* WRITTEN TASK:
Return the records in full, exactly as given.

* DATA TO USE:
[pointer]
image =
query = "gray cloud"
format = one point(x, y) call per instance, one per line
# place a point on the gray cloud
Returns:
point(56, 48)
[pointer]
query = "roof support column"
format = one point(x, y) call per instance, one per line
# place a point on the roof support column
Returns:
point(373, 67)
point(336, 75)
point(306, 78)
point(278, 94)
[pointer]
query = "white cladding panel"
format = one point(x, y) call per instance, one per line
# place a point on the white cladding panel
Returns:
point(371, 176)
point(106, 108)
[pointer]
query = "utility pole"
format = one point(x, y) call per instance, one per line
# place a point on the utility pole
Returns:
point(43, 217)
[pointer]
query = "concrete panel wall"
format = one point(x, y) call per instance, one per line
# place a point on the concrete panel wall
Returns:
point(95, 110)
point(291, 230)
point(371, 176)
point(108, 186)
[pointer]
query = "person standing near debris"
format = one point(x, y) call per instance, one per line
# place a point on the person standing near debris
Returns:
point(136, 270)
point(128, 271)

* PROBLEM SOLUTION:
[pointer]
image =
query = "gray cloud"
format = one point(x, y) call per instance, one per line
# place a point on the gray cloud
Returns:
point(56, 48)
[pointer]
query = "roof support column"
format = one point(x, y) call per instance, one per line
# place a point on the roof support column
Returns:
point(373, 67)
point(336, 75)
point(306, 78)
point(278, 94)
[pointer]
query = "white cladding panel"
format = one point(x, y) call per instance, one per line
# place a point on the white cladding panel
Returns:
point(371, 176)
point(106, 108)
[pointer]
query = "utility pole"
format = one point(x, y) call per instance, one per line
# place a point on the utility pole
Returns:
point(43, 217)
[pointer]
query = "concrete panel wall"
format = one point(x, y) call per instance, one per line
# place a point on the concrete panel wall
Returns:
point(95, 110)
point(291, 230)
point(371, 176)
point(108, 186)
[pointer]
query = "person standing near debris"
format = one point(x, y) call per instance, one per line
# place a point on the person standing near debris
Returns:
point(136, 270)
point(128, 271)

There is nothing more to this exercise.